◆ **Record list**:

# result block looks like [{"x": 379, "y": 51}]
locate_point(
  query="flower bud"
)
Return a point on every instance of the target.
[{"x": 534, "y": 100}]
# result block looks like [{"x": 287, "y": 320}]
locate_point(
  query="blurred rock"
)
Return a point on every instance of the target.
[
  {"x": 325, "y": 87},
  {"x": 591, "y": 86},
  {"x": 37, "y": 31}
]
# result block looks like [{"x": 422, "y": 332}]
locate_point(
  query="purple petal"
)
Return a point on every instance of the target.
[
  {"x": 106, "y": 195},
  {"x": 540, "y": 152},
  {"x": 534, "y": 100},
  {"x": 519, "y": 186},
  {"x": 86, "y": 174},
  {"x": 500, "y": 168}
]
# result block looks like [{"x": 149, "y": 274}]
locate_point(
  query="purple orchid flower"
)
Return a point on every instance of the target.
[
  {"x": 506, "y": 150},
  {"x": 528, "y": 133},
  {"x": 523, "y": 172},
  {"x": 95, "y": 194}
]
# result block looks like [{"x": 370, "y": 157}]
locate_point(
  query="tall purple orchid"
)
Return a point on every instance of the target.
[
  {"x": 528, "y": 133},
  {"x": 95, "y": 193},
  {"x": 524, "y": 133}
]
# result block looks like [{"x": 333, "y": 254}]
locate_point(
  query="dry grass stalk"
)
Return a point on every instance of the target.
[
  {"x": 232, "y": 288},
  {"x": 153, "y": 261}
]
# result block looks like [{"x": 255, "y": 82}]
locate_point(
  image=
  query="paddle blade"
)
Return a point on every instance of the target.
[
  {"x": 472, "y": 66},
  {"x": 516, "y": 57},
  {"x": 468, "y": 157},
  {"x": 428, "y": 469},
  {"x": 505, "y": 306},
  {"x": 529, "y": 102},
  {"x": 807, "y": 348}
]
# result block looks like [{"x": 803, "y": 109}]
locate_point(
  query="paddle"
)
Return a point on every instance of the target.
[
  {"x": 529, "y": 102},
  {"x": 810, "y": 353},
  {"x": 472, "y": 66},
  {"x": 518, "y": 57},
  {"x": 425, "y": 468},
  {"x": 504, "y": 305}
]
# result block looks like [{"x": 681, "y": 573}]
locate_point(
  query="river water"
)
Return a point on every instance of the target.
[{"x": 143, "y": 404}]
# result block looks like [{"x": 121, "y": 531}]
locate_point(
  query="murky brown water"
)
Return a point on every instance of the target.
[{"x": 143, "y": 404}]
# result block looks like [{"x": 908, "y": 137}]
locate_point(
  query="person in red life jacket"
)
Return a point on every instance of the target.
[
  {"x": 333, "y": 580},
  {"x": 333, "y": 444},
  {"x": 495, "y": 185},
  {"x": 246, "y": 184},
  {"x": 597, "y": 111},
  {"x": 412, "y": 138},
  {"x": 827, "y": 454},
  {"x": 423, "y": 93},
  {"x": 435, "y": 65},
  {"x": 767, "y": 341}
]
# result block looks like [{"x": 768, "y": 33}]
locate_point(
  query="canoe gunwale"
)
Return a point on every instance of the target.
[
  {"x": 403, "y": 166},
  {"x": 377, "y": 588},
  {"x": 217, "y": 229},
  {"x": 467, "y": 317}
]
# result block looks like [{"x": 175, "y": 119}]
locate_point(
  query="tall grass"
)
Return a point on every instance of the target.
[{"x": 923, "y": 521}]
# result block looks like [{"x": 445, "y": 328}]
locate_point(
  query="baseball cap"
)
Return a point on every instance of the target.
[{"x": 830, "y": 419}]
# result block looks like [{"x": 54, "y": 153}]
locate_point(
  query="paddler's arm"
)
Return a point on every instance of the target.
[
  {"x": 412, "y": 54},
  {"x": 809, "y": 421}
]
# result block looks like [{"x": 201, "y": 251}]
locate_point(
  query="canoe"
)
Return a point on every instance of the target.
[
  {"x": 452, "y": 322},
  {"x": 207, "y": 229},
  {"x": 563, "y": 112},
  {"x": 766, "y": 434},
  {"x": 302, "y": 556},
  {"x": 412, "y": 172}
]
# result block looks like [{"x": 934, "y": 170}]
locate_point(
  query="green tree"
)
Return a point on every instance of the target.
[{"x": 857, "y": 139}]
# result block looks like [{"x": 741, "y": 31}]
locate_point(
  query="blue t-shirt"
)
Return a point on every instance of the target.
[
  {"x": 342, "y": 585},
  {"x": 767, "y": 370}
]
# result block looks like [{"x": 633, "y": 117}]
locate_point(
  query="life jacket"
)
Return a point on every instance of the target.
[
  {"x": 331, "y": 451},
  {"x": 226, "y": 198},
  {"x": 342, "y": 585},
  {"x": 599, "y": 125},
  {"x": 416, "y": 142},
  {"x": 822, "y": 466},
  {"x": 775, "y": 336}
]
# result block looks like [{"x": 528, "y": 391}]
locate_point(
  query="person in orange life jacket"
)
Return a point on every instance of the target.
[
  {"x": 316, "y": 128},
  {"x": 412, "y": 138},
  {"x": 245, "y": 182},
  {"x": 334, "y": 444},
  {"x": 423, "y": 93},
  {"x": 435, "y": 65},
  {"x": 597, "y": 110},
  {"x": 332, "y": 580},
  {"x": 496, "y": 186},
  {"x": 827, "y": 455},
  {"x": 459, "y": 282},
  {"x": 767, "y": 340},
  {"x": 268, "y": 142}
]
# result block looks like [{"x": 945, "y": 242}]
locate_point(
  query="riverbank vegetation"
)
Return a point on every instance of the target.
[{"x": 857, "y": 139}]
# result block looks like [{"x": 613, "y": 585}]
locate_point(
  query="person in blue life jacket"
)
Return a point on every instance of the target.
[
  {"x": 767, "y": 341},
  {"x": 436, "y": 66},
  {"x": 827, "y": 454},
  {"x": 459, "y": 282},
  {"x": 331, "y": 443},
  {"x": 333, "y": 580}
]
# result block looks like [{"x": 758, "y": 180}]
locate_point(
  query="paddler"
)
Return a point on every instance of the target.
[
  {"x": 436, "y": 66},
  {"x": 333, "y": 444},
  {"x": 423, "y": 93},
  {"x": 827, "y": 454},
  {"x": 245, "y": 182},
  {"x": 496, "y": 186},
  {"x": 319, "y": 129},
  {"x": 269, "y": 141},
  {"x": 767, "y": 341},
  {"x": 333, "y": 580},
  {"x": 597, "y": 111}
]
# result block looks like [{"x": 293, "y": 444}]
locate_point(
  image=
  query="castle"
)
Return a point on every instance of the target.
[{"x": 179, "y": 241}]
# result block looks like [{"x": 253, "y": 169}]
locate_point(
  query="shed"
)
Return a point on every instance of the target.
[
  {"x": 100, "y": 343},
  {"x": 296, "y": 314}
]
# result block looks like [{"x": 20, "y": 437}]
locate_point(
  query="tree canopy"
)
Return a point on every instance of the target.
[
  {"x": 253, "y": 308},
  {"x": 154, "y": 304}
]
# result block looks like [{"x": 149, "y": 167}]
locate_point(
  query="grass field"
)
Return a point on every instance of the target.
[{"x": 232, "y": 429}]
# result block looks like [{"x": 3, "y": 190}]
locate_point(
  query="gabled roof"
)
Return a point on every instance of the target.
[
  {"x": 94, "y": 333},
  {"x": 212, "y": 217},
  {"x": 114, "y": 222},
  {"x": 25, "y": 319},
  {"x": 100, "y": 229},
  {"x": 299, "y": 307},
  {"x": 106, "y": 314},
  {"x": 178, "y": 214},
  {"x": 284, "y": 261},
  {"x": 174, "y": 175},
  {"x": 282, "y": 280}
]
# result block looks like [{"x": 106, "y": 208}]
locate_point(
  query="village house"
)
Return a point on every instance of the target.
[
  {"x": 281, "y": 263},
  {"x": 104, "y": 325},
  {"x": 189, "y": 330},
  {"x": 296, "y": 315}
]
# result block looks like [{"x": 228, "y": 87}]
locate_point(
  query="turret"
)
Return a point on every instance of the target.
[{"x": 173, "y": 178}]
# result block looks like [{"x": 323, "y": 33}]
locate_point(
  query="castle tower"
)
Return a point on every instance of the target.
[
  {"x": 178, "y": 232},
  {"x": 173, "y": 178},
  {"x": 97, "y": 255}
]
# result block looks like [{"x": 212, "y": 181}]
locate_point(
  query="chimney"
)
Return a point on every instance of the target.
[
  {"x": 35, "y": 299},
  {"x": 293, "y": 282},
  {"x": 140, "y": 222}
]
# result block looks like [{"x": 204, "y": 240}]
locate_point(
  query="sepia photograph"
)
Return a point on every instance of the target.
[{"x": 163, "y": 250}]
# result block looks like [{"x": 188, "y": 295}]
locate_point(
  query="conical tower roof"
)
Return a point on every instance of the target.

◆ **Stated goal**:
List every line of the data above that contains the string "life", treating uppercase and lowercase letters as distinct.

◆ **Exercise output**:
  query="person in red life jacket"
  query="life jacket"
  query="person in orange life jacket"
  query="person in blue life jacket"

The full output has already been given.